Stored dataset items
===============

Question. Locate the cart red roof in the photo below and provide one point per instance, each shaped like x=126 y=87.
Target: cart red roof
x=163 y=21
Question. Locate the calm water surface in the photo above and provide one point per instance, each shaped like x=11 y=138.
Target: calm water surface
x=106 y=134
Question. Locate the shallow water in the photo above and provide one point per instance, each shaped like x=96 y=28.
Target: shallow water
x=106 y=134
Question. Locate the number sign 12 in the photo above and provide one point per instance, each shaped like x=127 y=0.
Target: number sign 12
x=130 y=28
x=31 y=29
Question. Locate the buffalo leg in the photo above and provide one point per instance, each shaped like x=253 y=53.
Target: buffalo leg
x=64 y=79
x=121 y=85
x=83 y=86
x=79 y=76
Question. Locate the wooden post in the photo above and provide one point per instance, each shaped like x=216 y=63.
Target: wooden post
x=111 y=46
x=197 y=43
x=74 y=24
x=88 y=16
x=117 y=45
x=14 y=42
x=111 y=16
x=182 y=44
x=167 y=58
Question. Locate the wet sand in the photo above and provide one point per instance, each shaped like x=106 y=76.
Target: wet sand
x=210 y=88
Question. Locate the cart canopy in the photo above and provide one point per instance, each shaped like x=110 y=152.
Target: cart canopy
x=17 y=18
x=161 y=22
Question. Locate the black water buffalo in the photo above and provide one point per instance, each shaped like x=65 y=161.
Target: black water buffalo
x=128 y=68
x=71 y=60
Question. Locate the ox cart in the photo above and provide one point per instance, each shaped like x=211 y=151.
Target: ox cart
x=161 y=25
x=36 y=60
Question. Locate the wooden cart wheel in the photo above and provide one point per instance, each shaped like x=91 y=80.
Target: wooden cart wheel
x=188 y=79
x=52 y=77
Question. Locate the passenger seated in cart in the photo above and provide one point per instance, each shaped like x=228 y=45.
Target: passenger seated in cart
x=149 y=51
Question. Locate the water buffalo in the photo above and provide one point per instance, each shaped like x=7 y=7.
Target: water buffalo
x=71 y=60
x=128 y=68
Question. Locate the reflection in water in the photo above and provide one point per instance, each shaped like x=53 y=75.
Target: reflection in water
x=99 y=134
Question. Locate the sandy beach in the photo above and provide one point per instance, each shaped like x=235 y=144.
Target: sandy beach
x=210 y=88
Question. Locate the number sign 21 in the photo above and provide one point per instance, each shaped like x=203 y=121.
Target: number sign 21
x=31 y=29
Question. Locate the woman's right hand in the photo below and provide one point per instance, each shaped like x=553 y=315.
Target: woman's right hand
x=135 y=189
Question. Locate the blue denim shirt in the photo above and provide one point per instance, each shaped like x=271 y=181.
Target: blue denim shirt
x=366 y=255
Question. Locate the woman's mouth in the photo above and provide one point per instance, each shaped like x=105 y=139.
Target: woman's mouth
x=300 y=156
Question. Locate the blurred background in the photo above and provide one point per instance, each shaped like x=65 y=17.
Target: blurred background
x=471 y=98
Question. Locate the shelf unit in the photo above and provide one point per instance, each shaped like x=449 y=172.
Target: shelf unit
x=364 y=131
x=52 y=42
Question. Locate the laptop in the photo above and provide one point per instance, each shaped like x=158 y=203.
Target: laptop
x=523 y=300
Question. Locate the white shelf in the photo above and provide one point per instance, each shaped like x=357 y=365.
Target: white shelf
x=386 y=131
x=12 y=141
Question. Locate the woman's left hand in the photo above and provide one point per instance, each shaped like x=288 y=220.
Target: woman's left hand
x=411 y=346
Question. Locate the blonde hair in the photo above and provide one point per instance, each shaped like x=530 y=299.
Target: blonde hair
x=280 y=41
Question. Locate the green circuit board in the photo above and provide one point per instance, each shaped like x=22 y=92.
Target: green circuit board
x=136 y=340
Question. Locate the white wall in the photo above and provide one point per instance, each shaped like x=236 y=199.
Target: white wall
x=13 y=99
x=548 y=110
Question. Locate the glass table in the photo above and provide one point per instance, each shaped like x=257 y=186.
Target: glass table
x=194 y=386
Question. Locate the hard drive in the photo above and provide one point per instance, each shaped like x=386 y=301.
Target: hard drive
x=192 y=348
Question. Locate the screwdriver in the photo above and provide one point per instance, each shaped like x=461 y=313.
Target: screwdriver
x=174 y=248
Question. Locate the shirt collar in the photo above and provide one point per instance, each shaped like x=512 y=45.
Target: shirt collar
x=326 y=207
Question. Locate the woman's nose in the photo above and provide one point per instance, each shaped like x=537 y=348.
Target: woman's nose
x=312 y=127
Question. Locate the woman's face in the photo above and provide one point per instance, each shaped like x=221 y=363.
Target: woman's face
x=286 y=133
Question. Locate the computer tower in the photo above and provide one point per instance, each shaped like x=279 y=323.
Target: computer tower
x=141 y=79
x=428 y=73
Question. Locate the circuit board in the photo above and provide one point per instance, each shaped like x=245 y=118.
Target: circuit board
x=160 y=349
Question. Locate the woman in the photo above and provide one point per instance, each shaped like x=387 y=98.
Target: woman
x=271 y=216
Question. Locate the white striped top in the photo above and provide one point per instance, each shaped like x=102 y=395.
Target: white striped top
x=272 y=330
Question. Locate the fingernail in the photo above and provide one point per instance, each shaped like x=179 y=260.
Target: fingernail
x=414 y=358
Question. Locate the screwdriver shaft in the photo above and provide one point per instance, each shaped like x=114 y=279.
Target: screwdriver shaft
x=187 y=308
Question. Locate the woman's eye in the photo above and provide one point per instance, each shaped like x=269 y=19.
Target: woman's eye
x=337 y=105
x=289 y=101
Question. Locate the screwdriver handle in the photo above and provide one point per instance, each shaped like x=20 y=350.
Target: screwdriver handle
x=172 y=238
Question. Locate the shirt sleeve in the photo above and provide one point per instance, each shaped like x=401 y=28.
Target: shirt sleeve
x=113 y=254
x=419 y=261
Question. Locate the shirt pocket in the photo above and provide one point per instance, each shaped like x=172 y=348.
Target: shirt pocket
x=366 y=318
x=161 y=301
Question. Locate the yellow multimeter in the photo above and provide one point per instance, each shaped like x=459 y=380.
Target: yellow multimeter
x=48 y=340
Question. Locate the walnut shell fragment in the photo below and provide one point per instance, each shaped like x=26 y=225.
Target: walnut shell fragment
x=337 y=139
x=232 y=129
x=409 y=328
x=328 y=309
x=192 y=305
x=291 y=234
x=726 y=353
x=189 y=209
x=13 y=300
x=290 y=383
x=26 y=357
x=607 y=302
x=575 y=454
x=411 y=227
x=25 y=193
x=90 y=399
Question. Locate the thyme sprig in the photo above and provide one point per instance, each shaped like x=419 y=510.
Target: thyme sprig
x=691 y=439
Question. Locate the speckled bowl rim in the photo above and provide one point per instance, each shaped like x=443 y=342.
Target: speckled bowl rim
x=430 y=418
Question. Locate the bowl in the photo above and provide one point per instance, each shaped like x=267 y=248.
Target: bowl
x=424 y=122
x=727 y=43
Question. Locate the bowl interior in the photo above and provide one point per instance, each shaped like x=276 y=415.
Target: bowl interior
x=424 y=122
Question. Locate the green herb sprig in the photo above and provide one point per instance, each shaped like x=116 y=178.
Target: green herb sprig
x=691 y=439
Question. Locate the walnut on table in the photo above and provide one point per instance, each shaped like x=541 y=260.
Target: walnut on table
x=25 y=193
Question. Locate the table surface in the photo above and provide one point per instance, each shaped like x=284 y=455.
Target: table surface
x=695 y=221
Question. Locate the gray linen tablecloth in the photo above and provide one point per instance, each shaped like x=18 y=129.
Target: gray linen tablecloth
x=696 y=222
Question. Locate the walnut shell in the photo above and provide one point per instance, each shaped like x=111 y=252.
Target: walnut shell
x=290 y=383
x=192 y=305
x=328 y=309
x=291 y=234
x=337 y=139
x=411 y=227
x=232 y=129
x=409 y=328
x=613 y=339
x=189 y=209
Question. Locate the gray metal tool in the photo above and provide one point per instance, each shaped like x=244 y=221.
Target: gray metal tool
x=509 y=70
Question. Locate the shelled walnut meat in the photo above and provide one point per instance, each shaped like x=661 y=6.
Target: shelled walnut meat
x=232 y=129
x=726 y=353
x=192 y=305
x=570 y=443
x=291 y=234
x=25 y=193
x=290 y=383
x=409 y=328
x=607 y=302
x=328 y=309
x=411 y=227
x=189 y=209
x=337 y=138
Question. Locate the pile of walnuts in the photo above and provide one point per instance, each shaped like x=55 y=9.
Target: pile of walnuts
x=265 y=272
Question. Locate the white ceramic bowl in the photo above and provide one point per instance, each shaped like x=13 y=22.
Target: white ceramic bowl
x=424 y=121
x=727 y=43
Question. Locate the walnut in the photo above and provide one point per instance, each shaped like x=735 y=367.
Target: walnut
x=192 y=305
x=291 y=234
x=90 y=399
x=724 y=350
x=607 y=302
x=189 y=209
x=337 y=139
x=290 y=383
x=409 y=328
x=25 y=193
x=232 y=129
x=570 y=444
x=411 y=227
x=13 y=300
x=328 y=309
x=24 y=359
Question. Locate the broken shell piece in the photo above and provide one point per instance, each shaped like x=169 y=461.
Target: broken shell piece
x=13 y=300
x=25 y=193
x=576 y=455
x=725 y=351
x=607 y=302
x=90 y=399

===============

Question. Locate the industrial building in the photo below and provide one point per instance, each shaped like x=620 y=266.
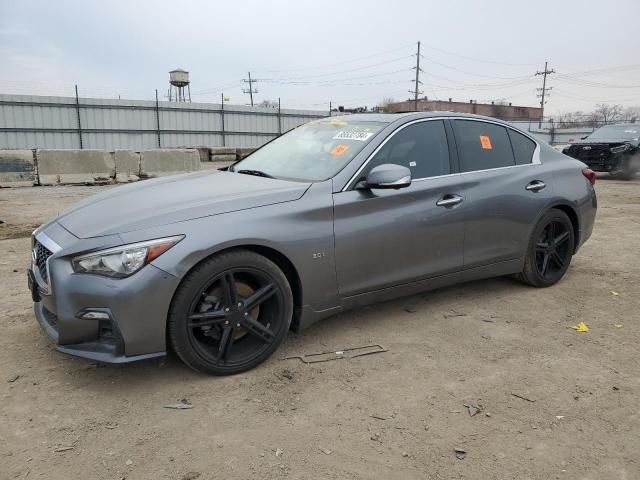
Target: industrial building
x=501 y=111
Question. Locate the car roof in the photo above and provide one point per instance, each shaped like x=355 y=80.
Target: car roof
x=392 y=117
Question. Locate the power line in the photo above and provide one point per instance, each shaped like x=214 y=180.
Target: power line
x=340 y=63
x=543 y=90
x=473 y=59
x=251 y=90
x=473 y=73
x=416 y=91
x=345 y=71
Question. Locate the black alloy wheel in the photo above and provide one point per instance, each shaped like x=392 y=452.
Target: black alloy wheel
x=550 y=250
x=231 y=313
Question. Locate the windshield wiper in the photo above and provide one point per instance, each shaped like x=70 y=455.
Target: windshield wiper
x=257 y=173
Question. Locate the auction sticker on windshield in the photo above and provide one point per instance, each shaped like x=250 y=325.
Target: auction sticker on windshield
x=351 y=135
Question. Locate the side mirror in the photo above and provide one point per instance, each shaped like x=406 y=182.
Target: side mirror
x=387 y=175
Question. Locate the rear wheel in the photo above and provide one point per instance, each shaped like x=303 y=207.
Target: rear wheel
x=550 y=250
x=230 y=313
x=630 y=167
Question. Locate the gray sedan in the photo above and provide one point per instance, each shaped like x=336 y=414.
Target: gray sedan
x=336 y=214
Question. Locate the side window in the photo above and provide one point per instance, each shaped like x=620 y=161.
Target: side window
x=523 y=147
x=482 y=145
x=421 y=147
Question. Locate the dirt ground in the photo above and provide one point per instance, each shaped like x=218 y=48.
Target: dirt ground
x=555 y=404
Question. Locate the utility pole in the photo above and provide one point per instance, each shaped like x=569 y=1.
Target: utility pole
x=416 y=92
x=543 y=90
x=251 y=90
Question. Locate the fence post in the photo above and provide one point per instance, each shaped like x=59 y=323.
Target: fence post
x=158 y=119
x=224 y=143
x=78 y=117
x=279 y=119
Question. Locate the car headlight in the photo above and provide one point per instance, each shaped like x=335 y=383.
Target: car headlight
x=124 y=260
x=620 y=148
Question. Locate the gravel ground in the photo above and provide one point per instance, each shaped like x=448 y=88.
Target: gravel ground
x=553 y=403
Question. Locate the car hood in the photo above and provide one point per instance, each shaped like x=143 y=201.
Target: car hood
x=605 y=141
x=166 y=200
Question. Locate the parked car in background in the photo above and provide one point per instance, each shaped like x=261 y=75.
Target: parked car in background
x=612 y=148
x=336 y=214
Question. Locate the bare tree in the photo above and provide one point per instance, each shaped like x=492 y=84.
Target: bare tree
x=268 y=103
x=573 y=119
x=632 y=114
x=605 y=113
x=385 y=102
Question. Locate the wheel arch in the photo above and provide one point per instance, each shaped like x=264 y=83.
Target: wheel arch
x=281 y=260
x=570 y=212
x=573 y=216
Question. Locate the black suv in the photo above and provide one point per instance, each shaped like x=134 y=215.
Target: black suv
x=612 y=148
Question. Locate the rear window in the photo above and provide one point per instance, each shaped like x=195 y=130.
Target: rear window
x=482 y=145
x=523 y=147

===============

▶ _Task objective_
Each line in the data that has the word "below" counts once; state how many such lines there are, without comment.

▶ _Your response_
4